• Text to read
■ ■ ■ ■ ■

Firstly, wow! This is an impressive project: especially the "actual" coroutines rather than LuaJ's threading method (and a clean implementation of Lua in Java).
I've a project which tries to solve some of the same problems named
Cobalt. This is a fork of LuaJ and so is harder to adapt to use "actual" coroutines but means the parsing/bytecode/stdlib problem is solved for me :)/>. Anyway, I've also thought about some of the above problems and so thought I'd ask some questions both about this project and also ideas you have about improving CC's Lua runtime.
Thank you for your kind words!
I was trying to do something similar to Cobalt earlier (before I started Rembulan), but didn't get very far. Moving away from the coroutine implementation used in LuaJ proved to be far too difficult, and fixing the coroutine problem was one of my main motivations. I think I did get quite far on the Lua 5.3 front with it, though, so that's definitely doable, should you choose to go that way.
Rembulan implements Lua 5.3 as specified by the Lua Reference Manual, explicitly attempting to mimic the behaviour of PUC-Lua whenever possible. This includes language-level features (such as metamethods and coroutines) and the standard library.
My worry with this is that LuaJ isn't standards compliant. Most of the time this is fixable, however sometimes this broken behaviour is relied upon a lot. One common pattern is pcall(error, "", i) to get a traceback (as debug.traceback is blacklisted). This produces different results on LuaJ and Lua. I'd love to fix these but there needs to be a way of doing so without breaking existing programs.
Also, have you tried running against
Lua's tests? Those were really useful in ensuring some features worked correctly.
I think those things should be fixable: I have quite an extensive test suite (written in Scala) that could with some work be adapted to be run against the ComputerCraft standard library with LuaJ/Cobalt to see where the behaviour diverges. That might help identifying such problematic spots.
Regarding Lua's tests: I have tried them, with good results, but in order to be able to run the entire test suite I'd have to modify them a bit. I have a few issues with them:
- They depend on what I'd call "implementation details", e.g. the debug library and the way error messages are formatted.

■ ■ ■ ■ ■

• Data lines
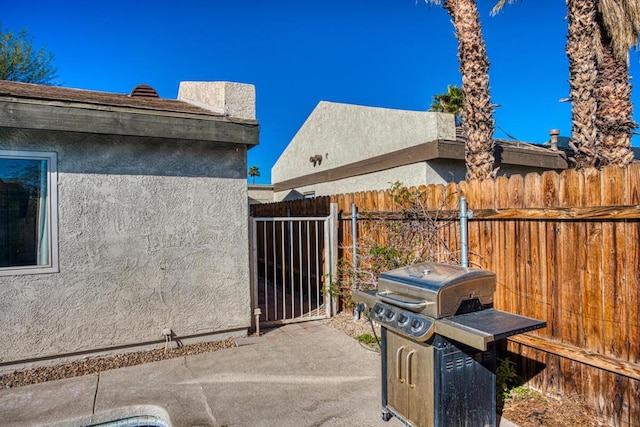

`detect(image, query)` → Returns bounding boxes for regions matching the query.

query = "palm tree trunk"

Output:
[566,0,597,169]
[595,30,637,167]
[444,0,494,179]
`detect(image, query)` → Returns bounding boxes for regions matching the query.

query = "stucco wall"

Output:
[0,128,250,363]
[271,101,455,184]
[275,161,465,201]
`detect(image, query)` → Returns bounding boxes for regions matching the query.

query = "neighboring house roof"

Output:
[272,101,568,192]
[0,80,258,146]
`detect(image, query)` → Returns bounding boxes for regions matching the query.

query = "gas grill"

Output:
[354,263,546,427]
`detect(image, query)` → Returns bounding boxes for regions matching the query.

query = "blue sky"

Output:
[5,0,640,183]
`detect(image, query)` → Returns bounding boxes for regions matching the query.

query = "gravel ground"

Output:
[0,338,235,389]
[0,313,600,427]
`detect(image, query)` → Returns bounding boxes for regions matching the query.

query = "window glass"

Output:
[0,151,57,274]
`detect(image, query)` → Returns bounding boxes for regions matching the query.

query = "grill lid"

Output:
[378,262,496,296]
[377,262,496,319]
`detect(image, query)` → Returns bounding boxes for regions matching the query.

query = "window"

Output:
[0,151,58,276]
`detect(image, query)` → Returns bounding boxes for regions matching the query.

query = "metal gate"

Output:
[251,217,333,326]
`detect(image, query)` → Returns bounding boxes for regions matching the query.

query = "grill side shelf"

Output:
[435,308,547,351]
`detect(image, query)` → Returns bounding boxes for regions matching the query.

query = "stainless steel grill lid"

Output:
[353,263,546,350]
[377,262,496,319]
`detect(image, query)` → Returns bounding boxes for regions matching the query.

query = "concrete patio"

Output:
[0,322,513,427]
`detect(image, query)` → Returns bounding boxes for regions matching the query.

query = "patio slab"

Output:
[0,322,513,427]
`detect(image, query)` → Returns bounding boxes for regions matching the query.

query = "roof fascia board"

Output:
[0,99,259,146]
[273,140,568,192]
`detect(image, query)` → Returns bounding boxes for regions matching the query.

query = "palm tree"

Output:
[425,0,495,179]
[595,0,640,166]
[492,0,640,168]
[565,0,598,169]
[429,85,464,126]
[247,166,260,184]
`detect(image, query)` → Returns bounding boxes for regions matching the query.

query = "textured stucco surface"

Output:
[271,101,455,184]
[0,128,250,363]
[178,82,256,119]
[274,161,465,201]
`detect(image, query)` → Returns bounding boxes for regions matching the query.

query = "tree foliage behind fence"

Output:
[254,164,640,426]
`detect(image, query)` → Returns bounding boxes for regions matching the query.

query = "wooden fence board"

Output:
[260,164,640,425]
[524,174,547,334]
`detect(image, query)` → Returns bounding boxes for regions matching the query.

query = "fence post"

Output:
[460,197,473,267]
[351,203,358,289]
[327,203,340,317]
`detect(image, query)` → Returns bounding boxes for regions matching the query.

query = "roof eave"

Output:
[0,99,259,147]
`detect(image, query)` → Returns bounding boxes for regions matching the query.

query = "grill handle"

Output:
[376,292,433,312]
[396,346,405,383]
[407,350,416,388]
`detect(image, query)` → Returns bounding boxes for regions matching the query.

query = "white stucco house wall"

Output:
[0,81,259,371]
[271,101,567,201]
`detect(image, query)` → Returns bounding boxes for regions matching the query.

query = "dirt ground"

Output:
[0,313,600,427]
[326,313,601,427]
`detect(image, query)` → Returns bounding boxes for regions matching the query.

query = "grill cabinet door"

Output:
[386,331,434,427]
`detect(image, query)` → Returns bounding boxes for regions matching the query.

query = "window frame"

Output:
[0,149,60,276]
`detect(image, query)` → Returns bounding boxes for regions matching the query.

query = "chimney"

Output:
[178,82,256,120]
[549,129,560,150]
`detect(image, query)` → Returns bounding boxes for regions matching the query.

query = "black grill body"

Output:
[353,263,546,427]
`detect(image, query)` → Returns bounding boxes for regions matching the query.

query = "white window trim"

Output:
[0,150,60,276]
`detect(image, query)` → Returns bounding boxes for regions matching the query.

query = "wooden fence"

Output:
[256,164,640,426]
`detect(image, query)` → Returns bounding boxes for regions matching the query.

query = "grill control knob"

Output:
[373,305,384,317]
[398,313,409,326]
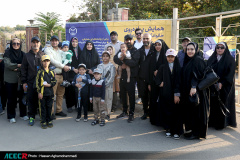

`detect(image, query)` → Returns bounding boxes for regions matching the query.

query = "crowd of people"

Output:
[0,28,237,140]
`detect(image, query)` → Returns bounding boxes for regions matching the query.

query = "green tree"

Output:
[14,24,26,31]
[34,12,65,44]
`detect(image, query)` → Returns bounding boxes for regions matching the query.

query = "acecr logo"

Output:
[4,153,27,159]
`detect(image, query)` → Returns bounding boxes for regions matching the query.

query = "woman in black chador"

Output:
[180,42,209,140]
[80,41,100,111]
[207,42,237,129]
[80,41,100,78]
[149,39,169,126]
[65,37,81,113]
[156,49,183,139]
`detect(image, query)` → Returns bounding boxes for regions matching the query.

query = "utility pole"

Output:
[99,0,102,21]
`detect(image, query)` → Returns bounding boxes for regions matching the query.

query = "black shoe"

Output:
[105,115,110,121]
[141,113,147,120]
[76,115,81,122]
[67,108,73,113]
[128,114,134,123]
[55,112,67,117]
[183,132,192,138]
[47,121,53,128]
[117,112,127,118]
[52,114,56,120]
[185,135,199,140]
[41,122,47,129]
[99,120,105,127]
[60,80,71,87]
[91,120,99,126]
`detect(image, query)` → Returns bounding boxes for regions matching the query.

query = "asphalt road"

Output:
[0,100,240,160]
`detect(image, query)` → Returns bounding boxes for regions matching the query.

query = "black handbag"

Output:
[189,92,200,106]
[193,66,220,90]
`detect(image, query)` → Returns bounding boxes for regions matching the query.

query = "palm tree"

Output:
[34,12,61,35]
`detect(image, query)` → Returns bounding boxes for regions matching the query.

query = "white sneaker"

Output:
[166,132,172,138]
[20,116,29,121]
[173,134,180,139]
[0,111,5,115]
[9,118,16,123]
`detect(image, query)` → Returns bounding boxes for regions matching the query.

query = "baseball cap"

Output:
[110,31,118,36]
[182,37,192,42]
[62,41,69,47]
[124,34,133,40]
[78,63,87,69]
[166,49,177,57]
[93,68,102,74]
[50,36,59,41]
[217,42,226,48]
[102,51,110,57]
[31,36,40,42]
[42,55,50,61]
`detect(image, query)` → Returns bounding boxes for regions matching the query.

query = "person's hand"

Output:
[73,69,78,73]
[63,66,71,72]
[190,88,197,97]
[122,63,127,69]
[38,93,43,99]
[76,84,82,89]
[77,77,82,82]
[218,83,222,90]
[159,82,163,87]
[148,85,151,92]
[23,83,27,92]
[43,83,51,87]
[174,96,180,104]
[88,69,93,74]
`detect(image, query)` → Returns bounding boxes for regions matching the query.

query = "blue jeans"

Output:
[0,96,3,112]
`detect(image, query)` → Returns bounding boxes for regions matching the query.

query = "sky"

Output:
[0,0,83,27]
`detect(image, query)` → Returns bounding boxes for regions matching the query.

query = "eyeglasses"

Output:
[13,43,20,46]
[217,47,225,49]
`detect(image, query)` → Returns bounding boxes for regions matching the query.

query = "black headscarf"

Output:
[181,42,206,93]
[81,41,100,71]
[4,40,25,64]
[207,42,235,84]
[69,37,82,68]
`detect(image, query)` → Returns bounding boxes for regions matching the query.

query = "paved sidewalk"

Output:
[0,100,240,159]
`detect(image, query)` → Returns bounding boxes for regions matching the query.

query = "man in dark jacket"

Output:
[21,37,44,126]
[114,35,140,123]
[138,33,154,120]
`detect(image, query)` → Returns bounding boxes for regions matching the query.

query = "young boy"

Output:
[156,49,183,139]
[90,68,105,126]
[36,55,56,129]
[61,41,74,87]
[72,63,91,122]
[97,51,116,121]
[118,43,131,83]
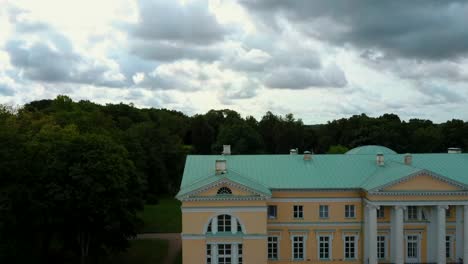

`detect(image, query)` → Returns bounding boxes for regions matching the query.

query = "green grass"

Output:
[139,198,182,233]
[100,239,168,264]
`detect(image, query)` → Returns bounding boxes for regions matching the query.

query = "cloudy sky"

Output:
[0,0,468,123]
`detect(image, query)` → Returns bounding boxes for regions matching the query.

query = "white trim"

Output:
[366,199,468,206]
[370,169,468,192]
[181,206,267,213]
[289,233,308,261]
[267,197,362,203]
[315,231,334,261]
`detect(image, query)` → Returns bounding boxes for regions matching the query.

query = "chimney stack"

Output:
[447,148,461,154]
[405,153,413,165]
[223,145,231,155]
[377,153,385,166]
[215,160,227,175]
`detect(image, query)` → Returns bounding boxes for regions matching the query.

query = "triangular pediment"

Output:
[374,170,468,192]
[177,176,271,200]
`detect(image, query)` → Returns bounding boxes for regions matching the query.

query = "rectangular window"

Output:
[406,236,418,258]
[218,244,232,264]
[445,236,452,259]
[408,206,418,220]
[377,236,386,259]
[344,236,357,259]
[237,244,243,264]
[268,205,277,219]
[293,236,304,260]
[293,205,304,219]
[319,236,330,259]
[445,207,452,217]
[319,205,328,218]
[206,244,213,264]
[377,206,385,218]
[345,204,356,218]
[268,237,278,260]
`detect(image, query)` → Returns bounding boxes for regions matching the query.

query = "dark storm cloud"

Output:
[126,0,229,61]
[5,38,123,87]
[264,65,348,89]
[132,0,226,44]
[131,41,221,61]
[242,0,468,60]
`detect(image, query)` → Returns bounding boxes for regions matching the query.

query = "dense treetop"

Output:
[0,96,468,263]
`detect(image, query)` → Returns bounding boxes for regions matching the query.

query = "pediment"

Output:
[375,171,468,192]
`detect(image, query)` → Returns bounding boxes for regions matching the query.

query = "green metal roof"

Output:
[178,145,468,196]
[346,145,397,155]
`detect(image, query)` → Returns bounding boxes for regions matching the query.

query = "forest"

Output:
[0,96,468,263]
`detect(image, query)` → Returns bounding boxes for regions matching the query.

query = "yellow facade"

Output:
[182,165,468,264]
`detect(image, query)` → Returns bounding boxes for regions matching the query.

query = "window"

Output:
[268,236,278,260]
[445,236,452,259]
[344,236,357,259]
[293,236,304,260]
[293,205,304,218]
[345,204,356,218]
[377,236,386,259]
[218,244,232,264]
[377,206,385,218]
[408,206,418,220]
[445,207,452,217]
[268,205,277,219]
[206,244,213,264]
[218,215,231,232]
[237,244,242,264]
[319,236,330,259]
[319,205,328,218]
[406,236,418,258]
[216,187,232,195]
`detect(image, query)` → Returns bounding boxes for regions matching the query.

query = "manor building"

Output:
[177,146,468,264]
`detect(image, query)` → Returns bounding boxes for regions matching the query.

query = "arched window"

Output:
[206,215,242,233]
[217,187,232,195]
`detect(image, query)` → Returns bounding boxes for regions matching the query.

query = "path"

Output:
[137,233,182,264]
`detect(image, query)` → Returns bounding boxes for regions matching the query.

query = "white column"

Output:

■ ■ ■ ■ ■

• What is asked
#1 Transcribe the passage of the thread on Lua runtimes between "I was trying" and "go that way.", inclusive.
#2 List every Lua implementation named in the thread on Lua runtimes.

• Answers below
#1
I was trying to do something similar to Cobalt earlier (before I started Rembulan), but didn't get very far. Moving away from the coroutine implementation used in LuaJ proved to be far too difficult, and fixing the coroutine problem was one of my main motivations. I think I did get quite far on the Lua 5.3 front with it, though, so that's definitely doable, should you choose to go that way.

#2
LuaJ
Cobalt
Rembulan
PUC-Lua